**Set exercise**
Locate every line in the listing below that contains the string "building" and copy each one. Only matches with the same capitalization count.

[Dataset excerpt]

◇ ◇ ◇

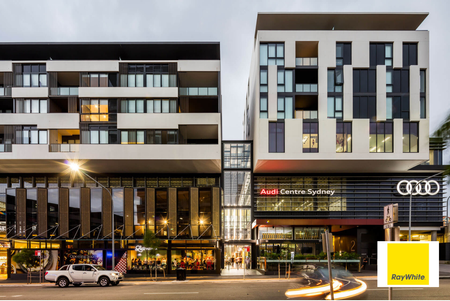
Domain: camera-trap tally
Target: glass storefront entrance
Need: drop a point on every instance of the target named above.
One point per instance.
(236, 256)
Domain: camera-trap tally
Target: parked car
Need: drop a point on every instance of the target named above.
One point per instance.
(77, 274)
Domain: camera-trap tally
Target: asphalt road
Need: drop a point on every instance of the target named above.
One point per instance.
(268, 289)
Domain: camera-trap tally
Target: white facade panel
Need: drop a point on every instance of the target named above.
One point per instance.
(82, 66)
(127, 92)
(29, 92)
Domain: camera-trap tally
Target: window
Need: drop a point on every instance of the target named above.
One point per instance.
(310, 137)
(276, 137)
(155, 75)
(343, 54)
(364, 107)
(364, 81)
(34, 75)
(335, 80)
(410, 137)
(423, 104)
(397, 107)
(271, 54)
(380, 139)
(263, 114)
(31, 106)
(285, 81)
(31, 135)
(162, 106)
(343, 137)
(94, 110)
(409, 54)
(285, 108)
(335, 107)
(381, 54)
(132, 106)
(263, 81)
(132, 137)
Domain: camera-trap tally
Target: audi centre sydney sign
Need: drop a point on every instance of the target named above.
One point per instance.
(311, 192)
(414, 187)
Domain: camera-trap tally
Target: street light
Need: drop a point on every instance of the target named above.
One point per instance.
(76, 168)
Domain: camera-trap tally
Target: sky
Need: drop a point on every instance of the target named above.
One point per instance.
(230, 22)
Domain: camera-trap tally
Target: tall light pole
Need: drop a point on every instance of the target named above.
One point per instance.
(413, 188)
(75, 167)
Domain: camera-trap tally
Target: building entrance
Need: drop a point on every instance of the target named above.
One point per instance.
(237, 256)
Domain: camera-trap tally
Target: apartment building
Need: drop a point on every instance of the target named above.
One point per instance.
(141, 119)
(338, 112)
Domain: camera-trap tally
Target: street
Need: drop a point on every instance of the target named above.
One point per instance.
(261, 289)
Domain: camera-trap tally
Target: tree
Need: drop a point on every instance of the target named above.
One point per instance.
(27, 259)
(151, 243)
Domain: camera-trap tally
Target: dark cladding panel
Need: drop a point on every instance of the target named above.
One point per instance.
(128, 211)
(21, 201)
(194, 211)
(85, 211)
(42, 212)
(151, 208)
(173, 212)
(216, 212)
(106, 216)
(64, 212)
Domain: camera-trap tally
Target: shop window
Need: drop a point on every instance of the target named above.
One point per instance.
(343, 137)
(310, 137)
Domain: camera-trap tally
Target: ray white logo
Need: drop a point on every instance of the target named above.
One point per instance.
(414, 187)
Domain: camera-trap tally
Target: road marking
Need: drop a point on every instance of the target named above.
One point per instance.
(174, 293)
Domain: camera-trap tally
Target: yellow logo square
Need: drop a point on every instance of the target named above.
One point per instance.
(408, 264)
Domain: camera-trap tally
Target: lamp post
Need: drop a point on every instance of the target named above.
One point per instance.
(75, 167)
(410, 198)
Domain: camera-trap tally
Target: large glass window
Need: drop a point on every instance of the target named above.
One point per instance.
(310, 137)
(276, 137)
(271, 54)
(74, 213)
(96, 211)
(139, 212)
(381, 137)
(34, 75)
(381, 54)
(343, 137)
(410, 137)
(183, 218)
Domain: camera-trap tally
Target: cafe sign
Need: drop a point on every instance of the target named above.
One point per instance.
(306, 192)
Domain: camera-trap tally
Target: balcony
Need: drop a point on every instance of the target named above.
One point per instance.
(306, 88)
(306, 62)
(198, 91)
(64, 148)
(64, 91)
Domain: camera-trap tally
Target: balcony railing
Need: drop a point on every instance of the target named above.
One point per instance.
(198, 91)
(63, 148)
(5, 148)
(306, 88)
(64, 91)
(306, 61)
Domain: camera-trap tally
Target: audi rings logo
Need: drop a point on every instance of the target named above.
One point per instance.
(414, 187)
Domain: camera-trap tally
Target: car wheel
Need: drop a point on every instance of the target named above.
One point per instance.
(104, 281)
(63, 282)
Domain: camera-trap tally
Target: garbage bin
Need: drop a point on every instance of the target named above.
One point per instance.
(181, 274)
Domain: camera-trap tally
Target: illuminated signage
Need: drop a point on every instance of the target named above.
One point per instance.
(311, 192)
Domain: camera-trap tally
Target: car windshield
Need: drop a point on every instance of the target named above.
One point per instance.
(98, 267)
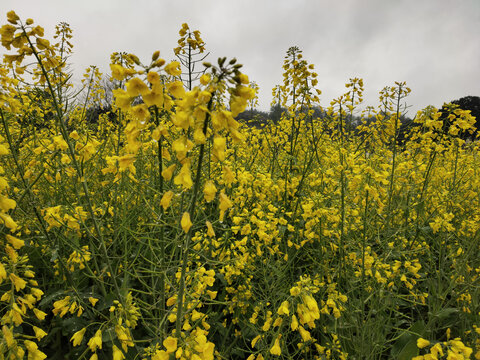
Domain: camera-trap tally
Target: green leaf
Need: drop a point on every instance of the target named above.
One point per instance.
(406, 346)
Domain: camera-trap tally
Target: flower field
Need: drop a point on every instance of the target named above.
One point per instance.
(168, 228)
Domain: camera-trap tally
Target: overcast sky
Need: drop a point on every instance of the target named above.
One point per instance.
(433, 45)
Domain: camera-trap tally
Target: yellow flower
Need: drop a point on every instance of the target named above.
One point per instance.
(154, 97)
(122, 99)
(204, 79)
(224, 205)
(161, 355)
(96, 341)
(153, 77)
(166, 198)
(304, 334)
(3, 273)
(176, 89)
(140, 111)
(12, 17)
(421, 343)
(255, 340)
(219, 144)
(170, 344)
(136, 87)
(39, 333)
(92, 300)
(8, 335)
(210, 231)
(294, 324)
(184, 177)
(209, 191)
(118, 72)
(125, 161)
(283, 309)
(78, 337)
(276, 350)
(173, 68)
(39, 314)
(168, 172)
(33, 352)
(18, 282)
(117, 353)
(186, 222)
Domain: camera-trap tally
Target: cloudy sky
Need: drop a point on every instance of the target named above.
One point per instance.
(433, 45)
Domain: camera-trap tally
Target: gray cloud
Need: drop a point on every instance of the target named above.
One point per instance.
(432, 44)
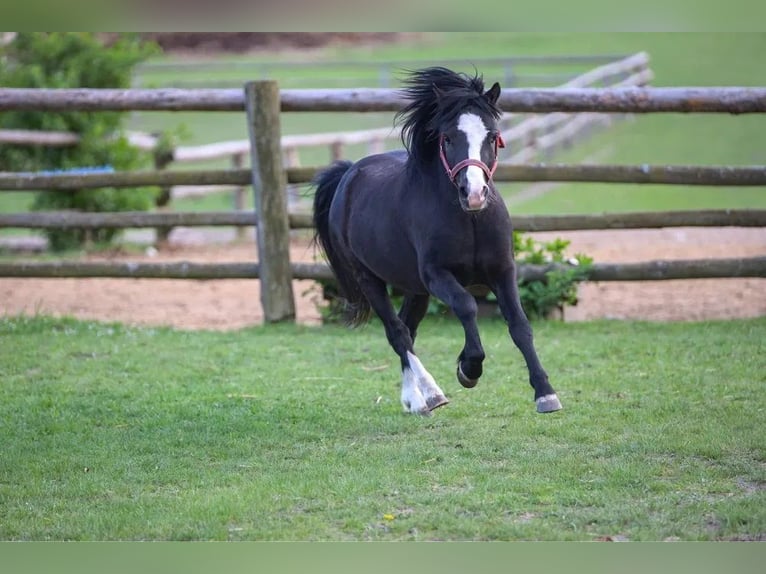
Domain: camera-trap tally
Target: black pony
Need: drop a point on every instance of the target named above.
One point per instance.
(428, 221)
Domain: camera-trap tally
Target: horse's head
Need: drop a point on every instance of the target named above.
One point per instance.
(468, 151)
(452, 120)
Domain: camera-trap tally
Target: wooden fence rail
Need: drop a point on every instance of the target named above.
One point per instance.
(730, 100)
(649, 270)
(638, 174)
(268, 179)
(526, 223)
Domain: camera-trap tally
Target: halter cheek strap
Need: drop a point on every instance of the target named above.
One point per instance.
(453, 171)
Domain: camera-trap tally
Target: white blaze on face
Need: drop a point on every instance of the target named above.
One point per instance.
(475, 132)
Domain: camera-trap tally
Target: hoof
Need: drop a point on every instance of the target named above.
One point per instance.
(548, 404)
(436, 401)
(424, 411)
(465, 381)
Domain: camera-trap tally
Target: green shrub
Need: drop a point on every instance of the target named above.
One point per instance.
(75, 60)
(539, 298)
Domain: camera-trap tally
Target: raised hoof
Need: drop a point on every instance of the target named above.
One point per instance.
(548, 404)
(465, 381)
(436, 402)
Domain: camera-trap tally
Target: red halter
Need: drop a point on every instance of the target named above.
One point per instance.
(453, 171)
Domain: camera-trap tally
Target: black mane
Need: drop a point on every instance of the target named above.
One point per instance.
(438, 95)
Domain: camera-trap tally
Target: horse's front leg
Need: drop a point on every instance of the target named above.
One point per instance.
(507, 292)
(443, 285)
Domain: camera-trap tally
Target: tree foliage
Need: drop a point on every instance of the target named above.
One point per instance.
(75, 60)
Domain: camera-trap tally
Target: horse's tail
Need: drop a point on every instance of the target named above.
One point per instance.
(326, 183)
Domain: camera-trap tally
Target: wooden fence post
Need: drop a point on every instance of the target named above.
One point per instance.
(262, 101)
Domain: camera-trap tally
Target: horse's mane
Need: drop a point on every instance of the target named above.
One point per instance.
(437, 96)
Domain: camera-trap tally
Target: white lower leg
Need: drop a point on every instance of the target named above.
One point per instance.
(413, 400)
(425, 382)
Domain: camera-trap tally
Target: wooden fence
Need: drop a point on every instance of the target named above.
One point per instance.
(263, 102)
(532, 135)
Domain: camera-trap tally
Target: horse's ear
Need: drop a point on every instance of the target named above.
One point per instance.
(493, 93)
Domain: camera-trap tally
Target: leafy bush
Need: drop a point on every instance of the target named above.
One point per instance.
(539, 298)
(75, 60)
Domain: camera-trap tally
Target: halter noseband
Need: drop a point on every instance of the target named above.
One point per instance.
(453, 171)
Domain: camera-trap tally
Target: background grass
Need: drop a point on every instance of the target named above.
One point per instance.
(677, 60)
(296, 433)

◇ ◇ ◇

**Solved exercise**
Target: building entrance
Target: apartment building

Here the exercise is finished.